# What to produce:
Arrange the lines below as a two-column CSV with the headers instruction and bbox. Give one row for each line of text, paired with all the coordinates that follow it, and put each value in a single quoted field with any line breaks turned into spaces; leave out the pictures.

# Record extracts:
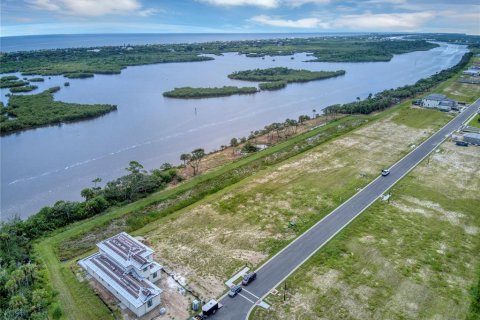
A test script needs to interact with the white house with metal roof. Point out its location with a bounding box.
[78,232,162,317]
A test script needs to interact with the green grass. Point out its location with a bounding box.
[35,99,454,319]
[0,86,117,135]
[252,142,480,319]
[468,114,480,128]
[34,117,368,319]
[35,52,476,319]
[392,103,454,129]
[435,57,480,103]
[0,36,438,77]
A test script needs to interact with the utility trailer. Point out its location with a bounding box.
[193,299,223,320]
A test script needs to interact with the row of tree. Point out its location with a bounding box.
[0,161,181,319]
[323,52,473,115]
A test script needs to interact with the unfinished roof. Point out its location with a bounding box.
[202,299,218,312]
[425,93,447,101]
[97,232,153,269]
[438,100,455,107]
[79,253,162,308]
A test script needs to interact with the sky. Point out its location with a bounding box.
[0,0,480,37]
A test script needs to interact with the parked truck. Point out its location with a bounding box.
[193,299,223,320]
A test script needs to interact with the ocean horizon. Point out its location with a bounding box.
[0,32,376,52]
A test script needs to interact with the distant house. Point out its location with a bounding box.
[422,93,457,112]
[78,232,162,317]
[463,132,480,146]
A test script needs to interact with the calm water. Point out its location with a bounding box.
[0,40,466,219]
[0,33,364,52]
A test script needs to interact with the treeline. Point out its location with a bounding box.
[258,81,287,90]
[228,67,345,82]
[0,161,181,319]
[0,76,29,88]
[163,86,258,98]
[10,85,38,93]
[0,35,437,77]
[324,52,472,115]
[0,87,117,135]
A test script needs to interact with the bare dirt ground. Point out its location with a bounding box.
[145,107,450,299]
[253,141,480,320]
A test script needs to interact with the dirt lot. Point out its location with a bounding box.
[138,109,449,298]
[253,142,480,319]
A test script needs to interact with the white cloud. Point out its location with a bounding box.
[250,15,328,29]
[199,0,330,9]
[283,0,330,7]
[29,0,155,17]
[335,12,435,31]
[201,0,280,8]
[249,12,436,31]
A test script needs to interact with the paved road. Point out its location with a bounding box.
[210,99,480,320]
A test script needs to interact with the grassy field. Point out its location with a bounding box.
[34,117,368,320]
[251,58,480,319]
[251,142,480,319]
[437,56,480,103]
[138,107,450,298]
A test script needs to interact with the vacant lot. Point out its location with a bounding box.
[139,107,451,298]
[253,142,480,319]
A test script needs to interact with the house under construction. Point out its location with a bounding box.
[79,232,162,317]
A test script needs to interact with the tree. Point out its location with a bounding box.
[298,115,310,125]
[180,153,191,166]
[188,148,205,176]
[160,162,173,171]
[125,161,143,174]
[80,188,95,201]
[92,178,102,191]
[230,138,238,147]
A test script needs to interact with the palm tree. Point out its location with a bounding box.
[180,153,191,166]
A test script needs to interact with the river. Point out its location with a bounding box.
[0,39,467,220]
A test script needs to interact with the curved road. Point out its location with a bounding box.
[209,99,480,320]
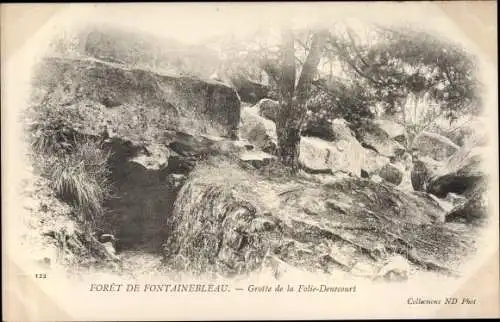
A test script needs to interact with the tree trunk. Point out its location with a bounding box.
[276,31,327,173]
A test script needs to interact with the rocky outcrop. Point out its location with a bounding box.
[257,98,280,122]
[50,25,220,78]
[413,131,460,161]
[373,119,405,139]
[164,161,473,277]
[427,146,487,198]
[356,120,405,157]
[437,115,490,146]
[378,163,403,186]
[239,106,278,154]
[33,58,240,140]
[446,181,488,225]
[299,119,365,176]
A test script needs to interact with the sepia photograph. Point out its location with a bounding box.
[1,1,500,321]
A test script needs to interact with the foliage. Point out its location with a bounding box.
[328,27,481,118]
[28,99,110,223]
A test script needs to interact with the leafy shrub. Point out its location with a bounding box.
[28,100,111,223]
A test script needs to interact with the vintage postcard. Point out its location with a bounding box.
[1,1,500,321]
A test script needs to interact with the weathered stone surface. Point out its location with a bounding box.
[378,163,403,186]
[229,75,269,104]
[33,58,240,140]
[413,131,460,161]
[299,119,365,176]
[257,98,280,122]
[239,106,278,154]
[446,181,488,225]
[356,120,405,157]
[49,25,220,78]
[165,161,473,278]
[427,146,487,198]
[373,119,405,139]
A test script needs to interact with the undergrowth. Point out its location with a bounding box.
[28,94,111,226]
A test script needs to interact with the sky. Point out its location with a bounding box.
[42,2,480,49]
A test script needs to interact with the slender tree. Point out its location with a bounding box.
[272,30,328,172]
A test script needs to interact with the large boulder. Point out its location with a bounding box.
[33,58,240,140]
[427,146,488,198]
[356,120,405,157]
[427,141,488,224]
[373,119,405,139]
[257,98,280,122]
[164,161,473,278]
[446,182,488,225]
[378,163,403,186]
[436,115,490,146]
[413,131,460,161]
[49,25,220,78]
[239,106,278,154]
[299,119,365,176]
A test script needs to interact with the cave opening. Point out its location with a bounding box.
[99,139,180,254]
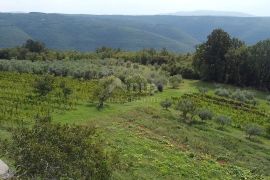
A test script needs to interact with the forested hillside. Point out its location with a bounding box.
[0,13,270,52]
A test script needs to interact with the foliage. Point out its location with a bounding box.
[197,109,214,121]
[193,29,270,90]
[216,115,231,129]
[169,75,183,89]
[94,76,122,109]
[160,99,172,110]
[176,99,197,122]
[198,87,209,95]
[266,95,270,103]
[13,117,111,179]
[245,124,262,139]
[194,29,232,82]
[34,75,53,96]
[215,88,231,97]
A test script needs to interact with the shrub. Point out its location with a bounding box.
[169,75,183,89]
[157,84,163,92]
[160,99,172,110]
[34,75,54,96]
[215,88,231,97]
[266,95,270,104]
[265,125,270,138]
[176,99,196,121]
[245,124,262,139]
[198,109,214,121]
[232,89,257,105]
[198,87,208,94]
[216,115,231,129]
[13,117,112,179]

# Correct output:
instruction,bbox
"A test script needs to interact with the white house with metal roof. Point out its location with a bounding box.","[78,232,162,317]"
"A test script needs to interact with the green grass. Point out its location with a bounding box.","[35,99,454,319] [0,86,117,135] [252,142,480,319] [468,114,480,128] [34,117,368,319] [35,52,476,319] [392,103,454,129] [435,57,480,103] [0,36,438,77]"
"A test script needs to interact with the utility trailer. Point out its location with a bounding box.","[193,299,223,320]"
"A test script needs to interact with the row of tree. Point out its location with a bounding box.","[0,161,181,319] [323,52,473,115]"
"A test script needs to interact with the unfinished roof. Point out its location with a bounding box.","[202,299,218,312] [425,93,447,101] [97,232,153,269] [438,100,455,107] [79,253,162,308]"
"A test script needs to interact with the sky. Point out its location with a bounding box.","[0,0,480,37]"
"A test script needs to interact with the parked truck. Point out its location with a bounding box.","[193,299,223,320]"
"A test script needs to interact with the ocean horizon. Point out its location with a bounding box.","[0,32,376,52]"
"A test script needs to interact with the distant house. Point out its location with a bounding box.","[422,93,457,112] [78,232,162,317] [463,132,480,146]"
"A test script needs to interact with the calm water. Point out its location with a bounding box.","[0,40,466,219] [0,33,364,52]"
"A test script needs to interact with the treeline. Point out its location with a bounding box.","[258,81,287,90] [228,67,345,82] [0,161,181,319] [0,76,29,88] [163,86,258,98] [10,85,38,93] [0,35,437,77] [324,52,472,115] [0,87,117,135]"
"A test script needs to interact with the bare dirt ground. Point out its location with a bounding box.","[145,107,450,299] [253,141,480,320]"
"A test script needs to interact with the dirt lot. Point out its location with a bounding box.","[138,109,449,298] [253,142,480,319]"
"A test script needs to interact with the white cloud. Point out its location with a bounding box.","[250,15,328,29] [199,0,330,9] [283,0,330,7] [29,0,155,17] [335,12,435,31] [201,0,280,8] [249,12,436,31]"
"A test script needs to interact with the paved road. Point out its location with a bounding box.","[210,99,480,320]"
"A test script needs to interact with the grassy field. Point out its location with a bounding box.","[34,117,368,320] [251,58,480,319] [251,142,480,319] [437,56,480,103] [138,107,450,298]"
"A test script needs to interact with the vacant lot. Point out its location with a bounding box.","[139,107,451,298] [253,142,480,319]"
"A test script needs to interact with the house under construction. Point out its location with a bounding box.","[79,232,162,317]"
"A test script needs to interact with the tree. Point out its location with a bounding box.","[298,115,310,125] [180,153,191,166] [188,148,205,176] [160,162,173,171] [125,161,143,174] [80,188,95,201] [92,178,102,191] [230,138,238,147]"
"A test script needs to interact with the palm tree. Point out its location with a bounding box.","[180,153,191,166]"
"A test script needs to interact with the river. Point out its location with a bounding box.","[0,39,467,220]"
"A test script needs to interact with the curved road. Point out its location with a bounding box.","[209,99,480,320]"
"A test script needs to interact with the tree trunk. Point out its location with a bounding box.","[276,31,327,173]"
"A test script needs to interact with the rocky outcrop. Point out its location with a bounding box.","[257,98,280,122] [50,25,220,78] [413,131,460,161] [373,119,405,139] [164,161,473,277] [427,146,487,198] [356,120,405,157] [437,115,490,146] [378,163,403,186] [239,106,278,154] [33,58,240,140] [446,181,488,225] [299,119,365,176]"
"A test script needs to interact with the sepia photograph. Point out its location with a bounding box.","[1,1,500,321]"
"A test script needs to interact with the foliage. Point out its location with a bounding box.","[328,27,481,118] [28,99,110,223]"
"A test script needs to interact with the leafy shrub. Point out its location with a bounding box.","[28,100,111,223]"
"A test script needs to interact with the vintage postcard. Point out its location with a bounding box.","[1,1,500,321]"
"A test script needs to interact with the weathered stone surface. Point out its location with a bounding box.","[378,163,403,186] [229,75,269,104] [33,58,240,140] [413,131,460,161] [299,119,365,176] [257,98,280,122] [239,106,278,154] [446,181,488,225] [356,120,405,157] [49,25,220,78] [165,161,473,278] [427,146,487,198] [373,119,405,139]"
"A test script needs to interact with the undergrowth. Point out its location with a bounding box.","[28,94,111,226]"
"A test script needs to interact with the sky. Point out its location with a bounding box.","[42,2,480,49]"
"A test script needs to interact with the slender tree. Point out its location with a bounding box.","[272,30,328,172]"
"A test script needs to interact with the large boulder. Point out its location with a bounding box.","[33,58,240,140] [427,146,488,198] [356,120,405,157] [427,141,488,224] [373,119,405,139] [257,98,280,122] [164,161,473,278] [446,182,488,225] [378,163,403,186] [436,115,490,146] [413,131,460,161] [49,25,220,78] [239,106,278,154] [299,119,365,176]"
"A test script needs to interact with the cave opening. Point out its location with a bounding box.","[99,139,180,254]"
"A test script needs to interact with the forested hillside. Point out its location with a bounding box.","[0,13,270,52]"
"A test script needs to interact with the foliage. Point out its location with a bounding box.","[197,109,214,121] [193,29,270,90] [216,115,231,129] [169,75,183,89] [94,76,122,109] [160,99,172,110] [176,99,197,122] [198,87,209,95] [266,95,270,103] [13,117,111,179] [245,124,262,139] [194,29,232,82] [34,75,53,96] [215,88,231,97]"
"A test script needs to interact with the shrub. Point out its location with a bounding box.","[169,75,183,89] [157,84,163,92] [160,99,172,110] [34,75,54,96] [215,88,231,97] [266,95,270,104] [265,125,270,138] [176,99,196,121] [245,124,262,139] [198,109,214,121] [232,89,257,105] [198,87,208,94] [216,115,231,129] [13,117,112,179]"